START Input records

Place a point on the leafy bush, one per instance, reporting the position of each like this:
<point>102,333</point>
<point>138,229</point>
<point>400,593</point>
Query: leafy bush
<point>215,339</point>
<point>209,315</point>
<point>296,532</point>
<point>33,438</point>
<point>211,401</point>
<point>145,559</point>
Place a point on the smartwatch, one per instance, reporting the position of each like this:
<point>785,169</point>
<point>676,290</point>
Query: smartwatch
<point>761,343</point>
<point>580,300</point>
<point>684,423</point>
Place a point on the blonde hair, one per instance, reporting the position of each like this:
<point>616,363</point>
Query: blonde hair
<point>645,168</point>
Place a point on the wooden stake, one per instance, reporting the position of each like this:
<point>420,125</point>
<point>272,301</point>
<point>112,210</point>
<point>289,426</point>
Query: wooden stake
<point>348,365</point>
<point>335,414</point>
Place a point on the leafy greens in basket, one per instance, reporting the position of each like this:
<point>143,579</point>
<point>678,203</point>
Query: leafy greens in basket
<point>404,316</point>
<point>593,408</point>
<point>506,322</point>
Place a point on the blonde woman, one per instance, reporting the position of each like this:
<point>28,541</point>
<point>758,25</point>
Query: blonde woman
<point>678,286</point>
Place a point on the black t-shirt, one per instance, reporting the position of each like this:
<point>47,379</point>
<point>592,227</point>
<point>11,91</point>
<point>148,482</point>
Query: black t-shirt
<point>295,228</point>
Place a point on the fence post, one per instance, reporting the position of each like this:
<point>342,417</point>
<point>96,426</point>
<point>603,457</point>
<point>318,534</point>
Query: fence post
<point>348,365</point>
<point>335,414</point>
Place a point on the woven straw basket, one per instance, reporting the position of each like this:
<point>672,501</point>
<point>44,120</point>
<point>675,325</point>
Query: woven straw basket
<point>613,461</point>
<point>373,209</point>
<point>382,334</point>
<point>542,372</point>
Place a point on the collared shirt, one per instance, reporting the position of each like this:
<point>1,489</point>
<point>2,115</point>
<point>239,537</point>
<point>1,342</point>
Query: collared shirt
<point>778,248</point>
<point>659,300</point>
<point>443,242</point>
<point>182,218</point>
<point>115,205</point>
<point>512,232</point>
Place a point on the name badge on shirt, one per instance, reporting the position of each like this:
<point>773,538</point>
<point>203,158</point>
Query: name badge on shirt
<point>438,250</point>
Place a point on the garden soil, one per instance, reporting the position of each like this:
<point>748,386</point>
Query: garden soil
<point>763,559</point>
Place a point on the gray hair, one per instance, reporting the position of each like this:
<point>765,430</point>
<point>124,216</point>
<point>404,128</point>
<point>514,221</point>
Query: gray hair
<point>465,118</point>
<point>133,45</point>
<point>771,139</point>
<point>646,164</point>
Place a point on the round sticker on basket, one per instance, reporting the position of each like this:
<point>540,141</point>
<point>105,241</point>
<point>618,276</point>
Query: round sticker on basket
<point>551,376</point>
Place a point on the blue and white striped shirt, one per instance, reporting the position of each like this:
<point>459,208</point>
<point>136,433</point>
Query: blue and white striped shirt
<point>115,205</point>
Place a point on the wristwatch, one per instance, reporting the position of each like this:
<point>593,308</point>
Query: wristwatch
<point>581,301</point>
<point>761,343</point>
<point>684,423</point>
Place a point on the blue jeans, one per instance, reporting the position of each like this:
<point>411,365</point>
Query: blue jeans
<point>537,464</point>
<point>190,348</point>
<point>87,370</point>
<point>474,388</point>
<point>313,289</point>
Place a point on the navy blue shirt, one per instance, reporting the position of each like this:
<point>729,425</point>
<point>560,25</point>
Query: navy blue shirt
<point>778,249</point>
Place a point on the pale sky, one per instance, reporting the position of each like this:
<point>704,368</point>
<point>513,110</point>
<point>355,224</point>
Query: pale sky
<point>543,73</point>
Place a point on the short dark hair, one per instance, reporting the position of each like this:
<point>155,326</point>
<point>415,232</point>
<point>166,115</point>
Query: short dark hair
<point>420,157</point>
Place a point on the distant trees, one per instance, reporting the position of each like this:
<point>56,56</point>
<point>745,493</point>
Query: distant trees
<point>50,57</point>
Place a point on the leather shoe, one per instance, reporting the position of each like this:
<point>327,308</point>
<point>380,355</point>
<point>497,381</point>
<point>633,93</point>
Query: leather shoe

END Input records

> _Aim of the task_: Wherever the string "leather" appears in the entries above, list that line.

> _Expected output_:
Place a point on the leather shoe, one per instance, reporting the position of each like this:
Query: leather shoe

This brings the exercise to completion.